Stated exercise: Omit the pictures and output every entry below exactly as written.

Position identification records

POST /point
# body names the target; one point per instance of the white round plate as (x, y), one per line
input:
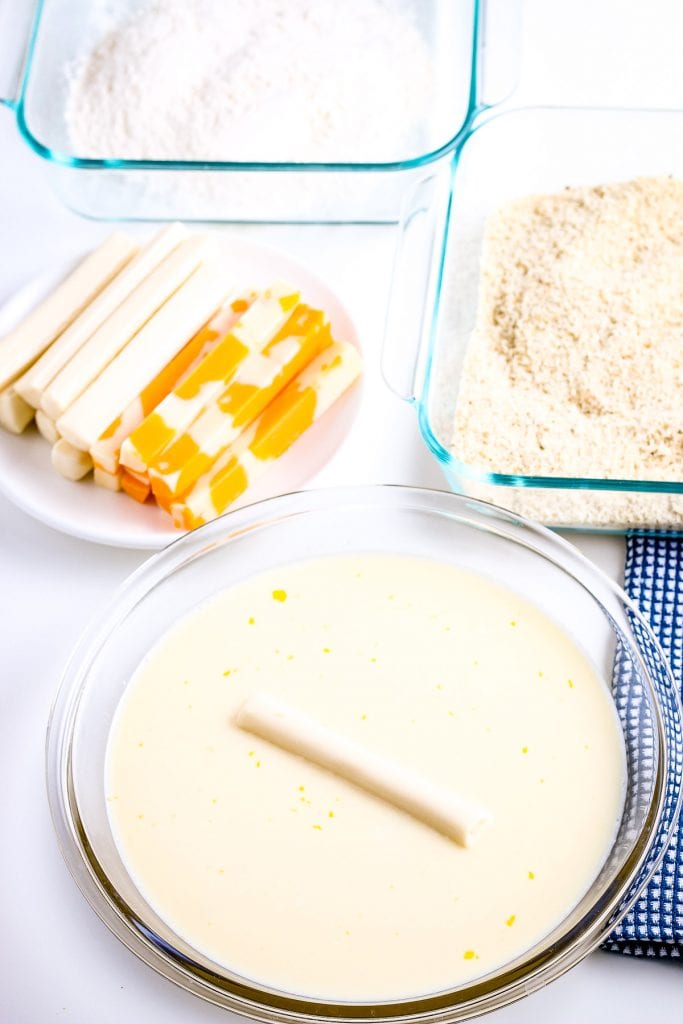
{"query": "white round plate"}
(82, 509)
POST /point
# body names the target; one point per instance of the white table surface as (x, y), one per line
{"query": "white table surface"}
(57, 962)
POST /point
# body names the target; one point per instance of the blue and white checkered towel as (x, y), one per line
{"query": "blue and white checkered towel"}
(653, 580)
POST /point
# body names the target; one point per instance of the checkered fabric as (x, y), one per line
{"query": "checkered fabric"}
(653, 580)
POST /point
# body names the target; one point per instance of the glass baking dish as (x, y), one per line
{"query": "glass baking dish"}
(508, 155)
(36, 87)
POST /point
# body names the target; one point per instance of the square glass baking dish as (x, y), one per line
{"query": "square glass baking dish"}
(510, 154)
(60, 32)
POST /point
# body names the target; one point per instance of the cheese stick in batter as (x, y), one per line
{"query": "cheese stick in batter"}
(436, 806)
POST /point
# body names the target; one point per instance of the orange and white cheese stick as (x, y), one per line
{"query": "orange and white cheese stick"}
(28, 341)
(144, 356)
(33, 383)
(256, 382)
(263, 318)
(279, 426)
(107, 450)
(111, 481)
(15, 414)
(112, 337)
(134, 487)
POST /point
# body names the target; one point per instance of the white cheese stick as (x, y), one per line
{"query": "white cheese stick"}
(124, 323)
(144, 355)
(28, 341)
(435, 805)
(15, 414)
(34, 382)
(70, 462)
(46, 427)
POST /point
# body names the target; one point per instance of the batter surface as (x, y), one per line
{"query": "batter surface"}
(290, 876)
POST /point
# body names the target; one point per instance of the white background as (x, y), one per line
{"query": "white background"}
(57, 962)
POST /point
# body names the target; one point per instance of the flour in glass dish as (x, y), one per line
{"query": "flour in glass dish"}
(270, 80)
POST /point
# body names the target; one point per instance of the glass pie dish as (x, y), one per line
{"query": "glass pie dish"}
(429, 524)
(508, 155)
(343, 188)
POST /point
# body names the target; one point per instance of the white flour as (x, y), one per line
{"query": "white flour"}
(304, 80)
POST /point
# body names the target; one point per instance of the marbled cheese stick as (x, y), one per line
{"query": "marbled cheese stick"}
(28, 341)
(34, 382)
(107, 450)
(144, 355)
(437, 806)
(279, 426)
(134, 487)
(46, 427)
(263, 318)
(125, 322)
(70, 462)
(111, 481)
(15, 414)
(256, 382)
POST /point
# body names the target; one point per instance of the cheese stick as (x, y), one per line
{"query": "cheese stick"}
(135, 487)
(15, 414)
(70, 462)
(34, 382)
(256, 382)
(46, 427)
(124, 323)
(144, 355)
(279, 426)
(20, 347)
(435, 805)
(111, 481)
(107, 450)
(263, 318)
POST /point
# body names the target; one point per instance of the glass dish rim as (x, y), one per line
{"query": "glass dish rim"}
(505, 987)
(17, 105)
(482, 119)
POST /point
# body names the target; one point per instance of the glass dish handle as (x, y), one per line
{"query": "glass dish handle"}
(17, 25)
(499, 51)
(414, 283)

Completed exercise:
POST /point
# body names the target; one point per instance of the white round plate as (x, y), one per line
input:
{"query": "white round plate"}
(82, 509)
POST /point
# body names the target; one point per instance of the white table surface as (x, y), one per line
{"query": "white table surface"}
(57, 962)
POST /point
# body names the target; one point per instance of the blue and white checkered towel as (x, y), one per line
{"query": "blue and white checkered towel"}
(653, 580)
POST /point
# body names the target; one point per instance of the checkered fabric as (x, y), one per line
{"query": "checkered fabric"}
(653, 580)
POST /point
# body names the target; one point per instance of the glass baking dish as (x, y), one per line
{"query": "glass baking dish"}
(508, 155)
(36, 87)
POST /point
# body names the target; one point per instance of the square glass baking dish as (x, y), one per line
{"query": "square glass baking dish"}
(510, 154)
(60, 32)
POST /point
# body names the target; one point per instance of the cheese stick in batter as (x, y), one per line
{"query": "cheese stick in batter"}
(436, 806)
POST /point
# body names the target; one point per instance of the orange and white cheese stick as (x, y), one per line
{"query": "orange and white cheese stick"}
(28, 341)
(144, 356)
(33, 383)
(256, 382)
(263, 318)
(279, 426)
(107, 450)
(111, 481)
(15, 414)
(112, 337)
(134, 487)
POST /point
# body names the target; one point per instance of the white cheese stick as (x, y), one per line
{"query": "white cheese stick"}
(124, 323)
(144, 355)
(28, 341)
(435, 805)
(15, 414)
(34, 382)
(70, 462)
(46, 427)
POST /point
# body names the target; one point per instance of the batter surface as (x, y), one per line
{"query": "batter surface"}
(290, 876)
POST /point
# body names the target; one point per instance of the white background as (x, y), one per line
{"query": "white background"}
(57, 962)
POST /point
# body names the target; one point per instance of the flour in glass dish as (x, y), one per line
{"query": "flour in glass dish"}
(270, 80)
POST /point
# body names the target; one point per instance of the glass pie dish as (x, y), one per line
{"query": "glass pie dish"}
(429, 524)
(508, 155)
(343, 188)
POST /point
# body names the target; one point per instance of the white flour as (x, y), one per line
{"query": "white flour"}
(304, 80)
POST /point
# body names the target; one point per instance of the marbled cheese stick as (x, y), one per line
{"query": "marbled cheese stick"}
(28, 341)
(34, 382)
(107, 450)
(144, 355)
(437, 806)
(279, 426)
(134, 487)
(46, 427)
(263, 318)
(125, 322)
(70, 462)
(111, 481)
(15, 414)
(256, 382)
POST /point
# body names the target; one point per instance of the cheese stick as (x, y), one per line
{"query": "cheese stick"}
(135, 487)
(15, 414)
(70, 462)
(34, 382)
(256, 382)
(46, 427)
(124, 323)
(144, 355)
(279, 426)
(20, 347)
(435, 805)
(111, 481)
(107, 450)
(263, 318)
POST /point
# body names the target; one point per instance of the glass dish rim as (x, y), one per line
{"query": "glass dish rim"}
(505, 987)
(17, 105)
(482, 119)
POST /point
# body names the target; one point per instance of the glass dish handle as (x, y), one per line
{"query": "glass dish handle"}
(17, 25)
(499, 51)
(414, 283)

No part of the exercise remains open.